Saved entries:

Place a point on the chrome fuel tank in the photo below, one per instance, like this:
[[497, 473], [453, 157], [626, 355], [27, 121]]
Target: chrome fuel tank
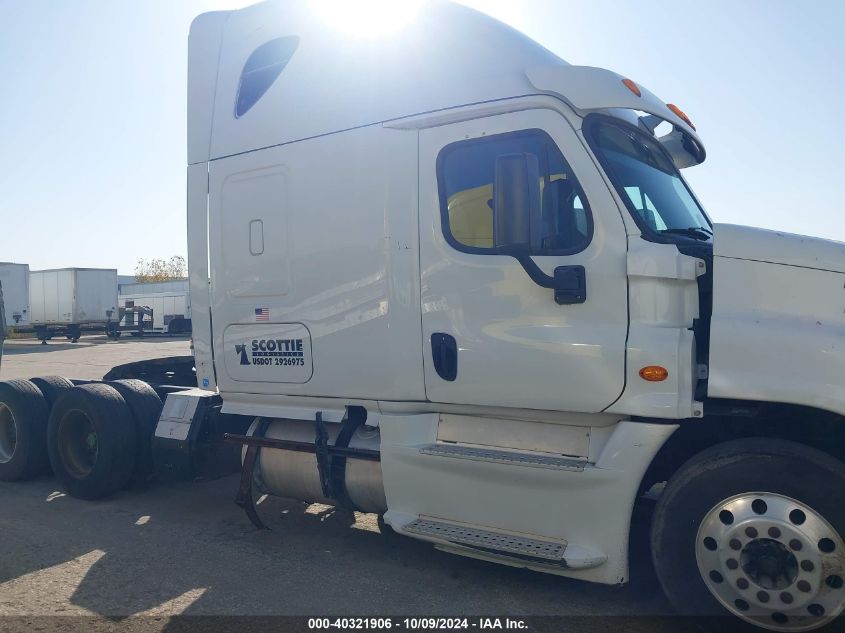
[[294, 474]]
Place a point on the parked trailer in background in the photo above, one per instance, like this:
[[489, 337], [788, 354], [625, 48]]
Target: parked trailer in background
[[67, 301], [459, 282], [15, 280], [171, 310]]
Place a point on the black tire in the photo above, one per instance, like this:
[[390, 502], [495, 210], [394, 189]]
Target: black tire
[[23, 423], [748, 467], [145, 406], [52, 387], [92, 468]]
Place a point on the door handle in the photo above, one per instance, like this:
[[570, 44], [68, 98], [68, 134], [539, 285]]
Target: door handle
[[444, 352]]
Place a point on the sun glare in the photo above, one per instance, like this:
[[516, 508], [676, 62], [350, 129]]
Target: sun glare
[[367, 18]]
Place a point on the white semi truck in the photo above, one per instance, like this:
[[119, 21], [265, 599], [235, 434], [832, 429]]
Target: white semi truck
[[447, 277]]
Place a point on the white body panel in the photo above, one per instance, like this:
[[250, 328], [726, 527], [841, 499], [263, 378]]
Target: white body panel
[[778, 324], [165, 306], [338, 256], [517, 347], [570, 506], [15, 281], [409, 72], [73, 295]]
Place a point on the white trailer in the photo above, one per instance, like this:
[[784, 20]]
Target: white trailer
[[67, 299], [447, 277], [171, 310], [15, 281]]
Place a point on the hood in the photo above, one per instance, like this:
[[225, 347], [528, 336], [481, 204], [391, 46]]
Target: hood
[[777, 247]]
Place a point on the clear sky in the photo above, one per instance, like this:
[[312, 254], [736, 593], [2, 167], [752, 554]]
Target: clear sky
[[92, 111]]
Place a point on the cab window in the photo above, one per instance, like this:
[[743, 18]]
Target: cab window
[[465, 177]]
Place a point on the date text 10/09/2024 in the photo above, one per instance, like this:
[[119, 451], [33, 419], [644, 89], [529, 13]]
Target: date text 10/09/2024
[[418, 624]]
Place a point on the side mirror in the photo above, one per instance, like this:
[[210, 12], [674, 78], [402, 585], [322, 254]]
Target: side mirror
[[517, 225], [516, 202]]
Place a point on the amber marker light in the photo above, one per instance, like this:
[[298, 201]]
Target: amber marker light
[[630, 85], [654, 373], [680, 113]]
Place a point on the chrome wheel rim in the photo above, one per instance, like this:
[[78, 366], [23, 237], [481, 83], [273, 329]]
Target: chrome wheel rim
[[8, 434], [772, 561]]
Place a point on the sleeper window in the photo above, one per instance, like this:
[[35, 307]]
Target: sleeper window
[[466, 173]]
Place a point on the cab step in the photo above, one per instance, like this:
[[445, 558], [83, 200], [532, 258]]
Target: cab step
[[494, 541], [533, 460]]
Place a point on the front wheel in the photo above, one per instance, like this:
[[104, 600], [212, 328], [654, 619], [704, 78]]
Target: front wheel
[[754, 528]]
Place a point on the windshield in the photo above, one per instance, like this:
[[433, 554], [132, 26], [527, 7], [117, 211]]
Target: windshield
[[648, 181]]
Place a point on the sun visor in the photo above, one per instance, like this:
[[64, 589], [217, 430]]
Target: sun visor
[[589, 89]]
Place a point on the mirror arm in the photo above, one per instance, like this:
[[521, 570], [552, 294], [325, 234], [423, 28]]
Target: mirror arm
[[569, 282], [536, 273]]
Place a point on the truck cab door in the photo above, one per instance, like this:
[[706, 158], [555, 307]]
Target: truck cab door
[[524, 297]]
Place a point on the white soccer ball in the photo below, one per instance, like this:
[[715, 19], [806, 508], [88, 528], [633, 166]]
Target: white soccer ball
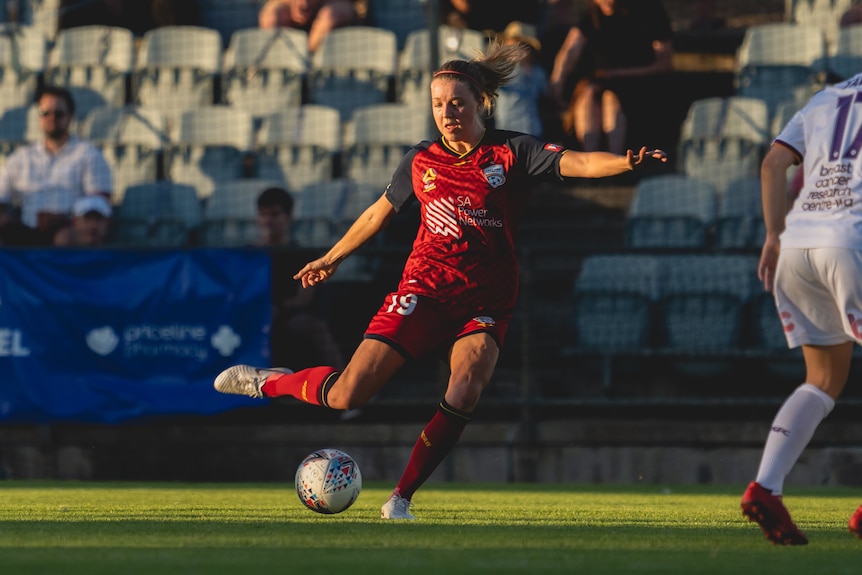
[[328, 481]]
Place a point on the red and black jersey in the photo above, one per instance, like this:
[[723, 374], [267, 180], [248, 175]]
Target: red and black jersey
[[471, 206]]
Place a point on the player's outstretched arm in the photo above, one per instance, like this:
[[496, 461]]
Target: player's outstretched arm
[[366, 226], [602, 164]]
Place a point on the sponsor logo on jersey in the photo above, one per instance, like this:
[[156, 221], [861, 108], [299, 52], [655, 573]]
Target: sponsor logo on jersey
[[495, 175], [441, 218], [403, 304], [428, 178]]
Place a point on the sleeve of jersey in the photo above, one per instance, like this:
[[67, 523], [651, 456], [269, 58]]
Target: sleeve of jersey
[[539, 159], [399, 192], [792, 136]]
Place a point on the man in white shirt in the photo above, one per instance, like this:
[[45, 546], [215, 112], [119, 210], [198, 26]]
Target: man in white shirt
[[45, 178]]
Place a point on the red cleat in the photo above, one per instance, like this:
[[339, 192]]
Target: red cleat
[[855, 524], [761, 506]]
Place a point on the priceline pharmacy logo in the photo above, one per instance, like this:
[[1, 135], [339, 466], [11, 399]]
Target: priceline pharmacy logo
[[176, 341]]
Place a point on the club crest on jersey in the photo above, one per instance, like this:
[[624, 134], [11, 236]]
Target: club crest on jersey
[[428, 179], [495, 175]]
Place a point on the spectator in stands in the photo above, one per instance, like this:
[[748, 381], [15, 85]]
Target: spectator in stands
[[621, 48], [317, 17], [90, 224], [459, 284], [489, 16], [519, 102], [811, 261], [298, 336], [47, 177]]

Action item: Go through the data above and print exactly the lines from its first line through the line holding "[[210, 12], [674, 78], [402, 585], [322, 254]]", both included, leaving pictures aside.

Solution for this exercise:
Place a point on the chrome fuel tank in the photo below, one per instance, like this:
[[497, 473], [453, 157], [626, 355], [27, 121]]
Target: chrome fuel tank
[[294, 474]]
Place a point on the parked trailer in background in the photo above, one per instance, like this:
[[489, 337], [788, 354], [625, 48]]
Target: parked trailer in background
[[67, 301], [459, 282], [15, 280], [171, 310]]
Place a point on the black tire in the photo above, one per instance, like this:
[[390, 502], [495, 210], [394, 189]]
Target: black tire
[[23, 423], [748, 467], [145, 406], [52, 387], [92, 468]]
Place a point on the door handle in the photo above, one per instance, like this:
[[570, 44], [68, 98], [68, 134], [539, 285]]
Target: door handle
[[444, 352]]
Place a point on the sun glare in the photo above, one per instance, like this:
[[516, 508], [676, 62], [350, 129]]
Target: sun glare
[[367, 18]]
Place a point on the white semi truck in the photo above, one per instance, like this:
[[119, 21], [265, 599], [235, 434], [832, 429]]
Target: white semi truck
[[447, 277]]
Place a point on the white body panel in the photo above, one per instance, like this:
[[250, 328], [726, 527], [841, 499], [263, 378]]
Target: white body panel
[[778, 324], [165, 306], [338, 256], [517, 347], [570, 506], [15, 281], [409, 72], [73, 295]]
Place a point on the white trailer in the photo above, one per instance, like this:
[[784, 20]]
Target: white trailer
[[67, 299], [447, 277], [171, 310], [15, 281]]
Place a point on the hood in the photo above, one per instance, like this:
[[225, 347], [528, 336], [481, 204], [391, 46]]
Target: hood
[[777, 247]]
Place a point on the clear sky in the photo above, one per instance, like this:
[[312, 254], [736, 593], [2, 167], [752, 554]]
Target: clear sky
[[92, 111]]
Place a point on the cab window in the photo above, one per instance, like this:
[[743, 18]]
Target: cab window
[[465, 177]]
Place a point on the date text 10/09/2024 in the photo above, one per instance, like this:
[[119, 451], [33, 419], [644, 89], [529, 13]]
Target: date text 10/09/2024
[[418, 624]]
Place a point on the side mirror in the photo above, one per instance, like this:
[[210, 12], [674, 78], [402, 585], [322, 254]]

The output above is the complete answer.